◆ **BRANO DI TESTO**:
• • • • • • •

Il lavoratore cittadino di paesi terzi che svolge la sua attività in Italia viene assoggettato alla legislazione previdenziale e assistenziale italiana in base al principio della territorialità dell’obbligo assicurativo, sia che questi sia assunto con un contratto di lavoro a tempo determinato sia indeterminato. Anche i lavoratori stranieri vengono quindi equiparati agli italiani nella soggezione al regime assicurativo e previdenziale.
Un regime particolare è invece previsto per i lavoratori stagionali, i quali beneficiano solo di alcune forme assicurative (pensioni, infortuni, malattia e maternità), in quanto nel loro caso i versamenti effettuati dai datori di lavoro per gli assegni familiari e per la disoccupazione non danno luogo a prestazioni ma sono versati al Fondo nazionale per le politiche migratorie e concorrono a finanziare gli interventi di carattere socio – assistenziale a livello locale a favore degli immigrati.

• • • • • • •

◆ **ESTRATTI DEL DATASET**:

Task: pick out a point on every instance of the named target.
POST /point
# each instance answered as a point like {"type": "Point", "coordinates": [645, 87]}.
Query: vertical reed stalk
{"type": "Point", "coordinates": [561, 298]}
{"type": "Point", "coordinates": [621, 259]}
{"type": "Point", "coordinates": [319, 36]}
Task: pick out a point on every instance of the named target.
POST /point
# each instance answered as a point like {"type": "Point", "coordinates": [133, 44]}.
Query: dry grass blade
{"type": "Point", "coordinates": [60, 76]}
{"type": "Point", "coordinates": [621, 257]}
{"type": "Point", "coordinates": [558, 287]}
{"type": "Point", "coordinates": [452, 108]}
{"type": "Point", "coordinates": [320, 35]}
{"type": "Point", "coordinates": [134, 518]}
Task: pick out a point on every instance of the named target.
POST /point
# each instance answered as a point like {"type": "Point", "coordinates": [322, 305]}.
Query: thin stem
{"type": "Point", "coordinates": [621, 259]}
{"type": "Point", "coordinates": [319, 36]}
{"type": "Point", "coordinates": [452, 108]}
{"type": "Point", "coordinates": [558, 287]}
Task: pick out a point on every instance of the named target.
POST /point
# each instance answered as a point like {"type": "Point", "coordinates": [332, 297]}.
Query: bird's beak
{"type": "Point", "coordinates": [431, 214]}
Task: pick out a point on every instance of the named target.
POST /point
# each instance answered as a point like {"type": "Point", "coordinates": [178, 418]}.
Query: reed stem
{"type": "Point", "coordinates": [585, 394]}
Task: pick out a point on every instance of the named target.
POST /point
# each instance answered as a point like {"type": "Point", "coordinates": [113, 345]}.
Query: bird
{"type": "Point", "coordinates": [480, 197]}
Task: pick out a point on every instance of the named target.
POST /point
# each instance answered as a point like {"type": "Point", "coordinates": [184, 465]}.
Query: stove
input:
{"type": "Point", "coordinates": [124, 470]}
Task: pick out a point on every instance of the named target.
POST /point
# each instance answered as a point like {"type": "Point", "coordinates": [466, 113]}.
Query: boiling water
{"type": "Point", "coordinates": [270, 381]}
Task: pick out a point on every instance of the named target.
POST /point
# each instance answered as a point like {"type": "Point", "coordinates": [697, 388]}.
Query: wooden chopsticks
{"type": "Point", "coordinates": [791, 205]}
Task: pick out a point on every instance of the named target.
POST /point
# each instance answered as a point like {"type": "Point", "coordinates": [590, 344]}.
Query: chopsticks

• • • • • • •

◆ **COSA SERVE**: Riprendi il brano sulla previdenza dei lavoratori stranieri in Italia e continualo a partire dalla sua ultima frase.

◆ **RISULTATO ATTESO**:
I lavoratori autonomi invece provvedono al versamento dei contributi dovuti all’INPS sulla base del reddito denunciato ai fini fiscali. Per i lavoratori dipendenti invece la quota dei contributi dovuti viene versata dal datore di lavoro. L’erogazione delle prestazioni previdenziali prevede l’avvenuto versamento di un certo numero di anni di contributi, sia per gli italiani sia per gli stranieri. Ad esempio:
pensione di vecchiaia: periodo di almeno 20 anni di contributi versati;
pensione di mobilità e di invalidità: periodo di almeno 5 anni di contributi versati, di cui 3 nell’ultimo quinquennio;
disoccupazione: requisiti contributivi differenti a seconda del settore lavorativo interessato.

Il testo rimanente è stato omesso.